== Excerpted passage ==
— START —

# Signature Toenail Polish



## JimLovesPurses

Do you have a signature toenail polish color? If so, what is the polish brand and the color name. I don't wear polish on my fingers because it chips so easily and I don't want to deal with the upkeep. I really love red on my toes because it goes with almost any color of sandal (except maybe red sandals), and it's timeless and so classic. On the other hand, my feet are almost in sandals and I would never wear open toe shoes without a good pedicure and polish on my toes. My signature toenail polish alternates between OPI Big Apple Red and Zoya Sooki. Occasionally I will also wear OPI Pompeii Purple, but always go back to real reds because they look best on my fair skin.

Jim


----------



## Bridget928

I love OPI I’m Not Really A Waitress.


----------



## PewPew

Nearly always some shade of red, but Essie Bordeaux (wine creme) is what I wear the most.


----------



## martinlily

Thanks for sharing this.


----------



## QuelleFromage

In Zoya and reds, I like Alyssa. 

I change toes too much to have a forever signature, but most often I like a pale turquoise, hot pink, or sunny yellow in summer, a ruby in fall and winter, and a pale pink in spring. In case you can't tell, it's more about mood than brand and exact color


----------

— END —

== Records provided ==

— START —

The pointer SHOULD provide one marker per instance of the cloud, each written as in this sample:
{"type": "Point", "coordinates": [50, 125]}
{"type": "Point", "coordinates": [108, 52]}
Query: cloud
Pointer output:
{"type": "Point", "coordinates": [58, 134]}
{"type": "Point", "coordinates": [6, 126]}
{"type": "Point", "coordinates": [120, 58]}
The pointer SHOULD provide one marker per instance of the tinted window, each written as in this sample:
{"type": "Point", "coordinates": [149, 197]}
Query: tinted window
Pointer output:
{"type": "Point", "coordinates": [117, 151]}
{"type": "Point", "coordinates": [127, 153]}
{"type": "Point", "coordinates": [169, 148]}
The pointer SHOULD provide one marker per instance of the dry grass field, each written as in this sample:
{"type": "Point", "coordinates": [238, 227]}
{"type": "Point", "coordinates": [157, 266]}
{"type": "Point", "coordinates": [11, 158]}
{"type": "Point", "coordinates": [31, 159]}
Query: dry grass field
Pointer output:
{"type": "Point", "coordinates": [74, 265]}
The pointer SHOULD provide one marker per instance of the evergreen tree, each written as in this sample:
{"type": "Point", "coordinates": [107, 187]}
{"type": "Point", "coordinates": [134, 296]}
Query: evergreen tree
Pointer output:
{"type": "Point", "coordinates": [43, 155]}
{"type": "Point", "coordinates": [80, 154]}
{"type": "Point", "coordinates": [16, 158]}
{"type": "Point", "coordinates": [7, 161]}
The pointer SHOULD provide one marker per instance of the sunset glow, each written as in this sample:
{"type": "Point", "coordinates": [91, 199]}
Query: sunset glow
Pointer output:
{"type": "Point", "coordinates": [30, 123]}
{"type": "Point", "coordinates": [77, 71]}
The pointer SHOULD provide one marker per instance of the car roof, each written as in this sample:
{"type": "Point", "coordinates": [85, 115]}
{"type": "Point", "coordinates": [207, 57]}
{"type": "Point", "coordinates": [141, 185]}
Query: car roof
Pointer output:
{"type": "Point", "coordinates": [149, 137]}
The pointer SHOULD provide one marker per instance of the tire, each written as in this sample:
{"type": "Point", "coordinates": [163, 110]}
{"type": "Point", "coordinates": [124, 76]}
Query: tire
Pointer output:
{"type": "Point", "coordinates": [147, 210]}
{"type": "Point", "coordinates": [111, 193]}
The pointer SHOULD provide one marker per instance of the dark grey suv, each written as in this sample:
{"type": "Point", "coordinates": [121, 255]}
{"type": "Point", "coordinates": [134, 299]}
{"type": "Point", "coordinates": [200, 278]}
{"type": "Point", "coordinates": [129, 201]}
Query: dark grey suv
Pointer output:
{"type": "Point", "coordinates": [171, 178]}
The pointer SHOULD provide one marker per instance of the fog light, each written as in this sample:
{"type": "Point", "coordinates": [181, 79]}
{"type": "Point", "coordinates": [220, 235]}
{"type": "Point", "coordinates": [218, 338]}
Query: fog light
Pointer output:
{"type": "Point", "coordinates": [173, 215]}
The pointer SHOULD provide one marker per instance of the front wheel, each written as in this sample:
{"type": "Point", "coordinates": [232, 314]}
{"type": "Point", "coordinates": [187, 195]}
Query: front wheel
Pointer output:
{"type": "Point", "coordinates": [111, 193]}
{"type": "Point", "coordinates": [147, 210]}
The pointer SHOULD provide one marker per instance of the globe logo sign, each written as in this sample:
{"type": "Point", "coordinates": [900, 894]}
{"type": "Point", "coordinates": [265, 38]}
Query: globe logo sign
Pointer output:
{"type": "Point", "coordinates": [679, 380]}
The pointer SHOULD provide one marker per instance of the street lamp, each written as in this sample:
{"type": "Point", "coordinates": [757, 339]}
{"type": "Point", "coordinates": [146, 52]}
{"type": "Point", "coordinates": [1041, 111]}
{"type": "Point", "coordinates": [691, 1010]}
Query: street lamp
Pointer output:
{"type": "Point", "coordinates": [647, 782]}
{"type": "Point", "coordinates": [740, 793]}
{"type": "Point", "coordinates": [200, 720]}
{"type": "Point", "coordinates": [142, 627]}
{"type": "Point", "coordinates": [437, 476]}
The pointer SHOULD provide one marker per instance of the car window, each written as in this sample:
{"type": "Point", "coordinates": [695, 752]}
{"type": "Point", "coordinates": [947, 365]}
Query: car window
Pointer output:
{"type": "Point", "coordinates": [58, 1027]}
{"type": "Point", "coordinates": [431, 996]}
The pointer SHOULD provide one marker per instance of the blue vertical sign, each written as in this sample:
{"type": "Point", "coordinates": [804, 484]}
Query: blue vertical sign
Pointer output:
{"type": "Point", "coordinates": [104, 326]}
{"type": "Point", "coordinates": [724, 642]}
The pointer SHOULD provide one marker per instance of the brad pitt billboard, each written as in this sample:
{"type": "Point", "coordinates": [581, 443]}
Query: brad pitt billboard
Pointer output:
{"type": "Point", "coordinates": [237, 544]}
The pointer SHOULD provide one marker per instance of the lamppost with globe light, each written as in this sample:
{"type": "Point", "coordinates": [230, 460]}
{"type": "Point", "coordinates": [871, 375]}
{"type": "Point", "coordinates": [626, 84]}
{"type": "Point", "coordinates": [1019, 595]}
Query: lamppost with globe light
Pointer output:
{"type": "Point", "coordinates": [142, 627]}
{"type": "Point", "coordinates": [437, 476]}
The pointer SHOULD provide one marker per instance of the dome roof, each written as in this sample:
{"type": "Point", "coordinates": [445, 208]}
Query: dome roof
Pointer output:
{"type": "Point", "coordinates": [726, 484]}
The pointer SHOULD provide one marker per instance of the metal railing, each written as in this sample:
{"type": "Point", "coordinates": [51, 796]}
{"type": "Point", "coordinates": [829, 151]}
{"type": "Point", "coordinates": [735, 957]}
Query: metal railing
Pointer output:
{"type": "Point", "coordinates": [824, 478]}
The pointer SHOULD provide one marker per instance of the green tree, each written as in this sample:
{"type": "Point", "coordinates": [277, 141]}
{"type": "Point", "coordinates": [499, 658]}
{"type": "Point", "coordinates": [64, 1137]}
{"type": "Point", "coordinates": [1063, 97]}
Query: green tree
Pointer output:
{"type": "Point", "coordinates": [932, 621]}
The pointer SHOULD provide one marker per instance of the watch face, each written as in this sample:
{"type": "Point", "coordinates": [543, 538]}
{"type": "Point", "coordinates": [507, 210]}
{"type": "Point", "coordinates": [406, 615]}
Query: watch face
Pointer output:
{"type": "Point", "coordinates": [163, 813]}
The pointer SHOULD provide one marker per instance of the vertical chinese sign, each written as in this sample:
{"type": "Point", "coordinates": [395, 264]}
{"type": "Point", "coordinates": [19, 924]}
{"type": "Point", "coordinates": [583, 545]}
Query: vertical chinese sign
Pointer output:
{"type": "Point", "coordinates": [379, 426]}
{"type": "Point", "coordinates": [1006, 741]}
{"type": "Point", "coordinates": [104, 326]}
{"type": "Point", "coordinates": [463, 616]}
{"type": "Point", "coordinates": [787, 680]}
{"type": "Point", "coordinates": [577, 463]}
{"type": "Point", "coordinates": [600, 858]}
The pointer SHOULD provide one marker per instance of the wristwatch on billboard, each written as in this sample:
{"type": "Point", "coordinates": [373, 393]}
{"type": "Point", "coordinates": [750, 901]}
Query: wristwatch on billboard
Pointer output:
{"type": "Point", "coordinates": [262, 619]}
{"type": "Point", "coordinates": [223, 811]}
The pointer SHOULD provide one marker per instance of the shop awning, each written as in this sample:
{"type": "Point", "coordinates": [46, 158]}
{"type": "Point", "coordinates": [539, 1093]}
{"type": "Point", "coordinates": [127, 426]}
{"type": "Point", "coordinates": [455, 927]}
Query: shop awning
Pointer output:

— END —

== What to work on ==
• A. Output the stretch of the toenail polish thread that opens with the words containing "Do you have" and closes with "Really A Waitress.", copied without changes.
• B. Filter the rows down to each line containing the string "blue", and copy those lines.
The rows are unrelated to the toenail polish thread.

== Replies ==
• A.
Do you have a signature toenail polish color? If so, what is the polish brand and the color name. I don't wear polish on my fingers because it chips so easily and I don't want to deal with the upkeep. I really love red on my toes because it goes with almost any color of sandal (except maybe red sandals), and it's timeless and so classic. On the other hand, my feet are almost in sandals and I would never wear open toe shoes without a good pedicure and polish on my toes. My signature toenail polish alternates between OPI Big Apple Red and Zoya Sooki. Occasionally I will also wear OPI Pompeii Purple, but always go back to real reds because they look best on my fair skin.

Jim


----------



## Bridget928

I love OPI I’m Not Really A Waitress.

• B.
The pointer SHOULD provide one marker per instance of the blue vertical sign, each written as in this sample:
Query: blue vertical sign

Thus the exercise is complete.